[Your objective] Write the next part of the forum thread about opening day of upland bird season, starting after its last line.

# Kid on Christmas Morning



## njsimonson (Sep 24, 2002)

Well...I woke up at 4:15 today. Typical, just like when I was a kid at Christmas time. LOL. Even came to the office to check the internet and print out my scouting report from a couple weeks ago.

First day of another big upland season. I hope you all enjoy it and have a very safe and happy hunt! Get your grouse and partridge!

Shoot often, hit most!


----------



## fishless (Aug 2, 2005)

Good luck NJ, post up some picks if you can!


----------



## Dick Monson (Aug 12, 2002)

It was a good morning to be in the field with clear cool weather unlike last year. The wind had 'em flushing a little early though.
[siteimg]4937[/siteimg]

I tried to talk the gal in the cafe into renting out wall lockers for hunters so they could change into dry boots and leave their stinky socks there but she didn't think so.


----------



## mburgess (Aug 11, 2003)

I got out a little later than I wanted at about 1:30. Brother-in-law and I put on some miles and ended up with 4 sharps and 1 hun. We hunted some perfect sharptail cover that I always get 10-12 flushes out of and only moved 4 sharps all day. It was pretty windy and it seems like they disappear on windy days, but it was still a productive day and beautiful one at that.

Dick that is a nice looking bird dog you have there. Something about those fuzzy faces that makes me smile. :lol:


----------



## Springer (Dec 21, 2004)

My 10 year old got his first upland bird today. A nice sharp, over a nice point by our GSP. I'll post up a picture later.
I got my limit by noon, and when my son and I quit about 2 our group of five had eleven birds. We were seeing quit a few south of petersburg.


----------



## Turner (Oct 7, 2005)

We ended up with 18 on sat and only 4 on sunday (only hunted till noon). Over all it was a really good hunt, the dog did great.


----------



## njsimonson (Sep 24, 2002)

The weekend was one of the best I've ever had in the field!

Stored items
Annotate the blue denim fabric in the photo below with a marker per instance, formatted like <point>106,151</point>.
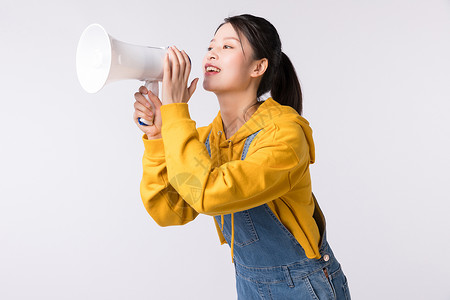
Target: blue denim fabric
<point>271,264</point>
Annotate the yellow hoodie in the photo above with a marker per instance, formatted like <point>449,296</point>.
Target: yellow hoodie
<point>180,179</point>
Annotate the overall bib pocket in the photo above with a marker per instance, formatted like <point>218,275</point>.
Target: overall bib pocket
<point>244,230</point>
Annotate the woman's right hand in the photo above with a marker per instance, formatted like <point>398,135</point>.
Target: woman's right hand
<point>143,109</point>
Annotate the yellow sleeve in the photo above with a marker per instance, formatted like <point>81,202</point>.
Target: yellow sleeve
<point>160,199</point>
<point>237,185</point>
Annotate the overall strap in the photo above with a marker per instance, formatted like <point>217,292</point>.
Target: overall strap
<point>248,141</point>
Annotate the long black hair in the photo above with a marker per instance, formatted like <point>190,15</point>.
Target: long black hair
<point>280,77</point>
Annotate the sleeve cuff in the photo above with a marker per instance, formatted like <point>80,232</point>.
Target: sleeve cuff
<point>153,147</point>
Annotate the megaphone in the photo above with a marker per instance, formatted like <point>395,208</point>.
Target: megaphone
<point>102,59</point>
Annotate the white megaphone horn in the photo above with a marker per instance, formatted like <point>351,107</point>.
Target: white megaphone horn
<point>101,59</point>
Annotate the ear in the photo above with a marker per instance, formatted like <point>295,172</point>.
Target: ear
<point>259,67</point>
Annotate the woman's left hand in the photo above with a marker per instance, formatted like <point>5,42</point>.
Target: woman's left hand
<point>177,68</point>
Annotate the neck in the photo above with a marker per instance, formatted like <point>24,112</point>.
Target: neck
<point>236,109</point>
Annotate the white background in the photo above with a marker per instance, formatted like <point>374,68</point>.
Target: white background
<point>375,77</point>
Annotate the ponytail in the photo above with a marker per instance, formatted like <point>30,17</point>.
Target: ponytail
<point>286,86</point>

[Answer]
We got six sharpies the first morning hunting along CRP and alfalfa. I shot three birds in four shots, no doubt my best shooting ever and my first limit of grouse ever. We got one partridge in the evening hunt closer to VC.










On Sunday we got eight grouse. I shot two in two shots, and then went 0-for-9 on three birds the dog flushed for me, they must've been supergrouse. I'm sure he was peeved, good thing my buddies picked up my slack and got their three birds each for him to retrieve.

We went out around five, after I finished mowing the lawn and we picked up two more partridge, not more than a mile out of town, the dog was excellent. I got one bird on two shots, so whatever had me misfiring the last half of the morning, went away.

Nothing could have been better for the weekend than watching my dog picking up where he left off at the end of last year, flushing coveys singletons, retrieving, and quartering with the wind. Too much fun.


----------



## Dick Monson (Aug 12, 2002)

It felt like Xmas morning today! 46 degrees and strong west wind spitting drizzel. Had to put the earlaps down. The first 3/4 mile produced nothing but cold hands. No gloves. I really appreciated the flannel lined pockets in my coat until I walked in 4 birds and got tangled up. Grouse 2, me 0. But ammo companies need business too. Sam pointed a brood of pheasant chicks that were still yellow fuzz with a black stripe. Must have hatched the 1st of the month.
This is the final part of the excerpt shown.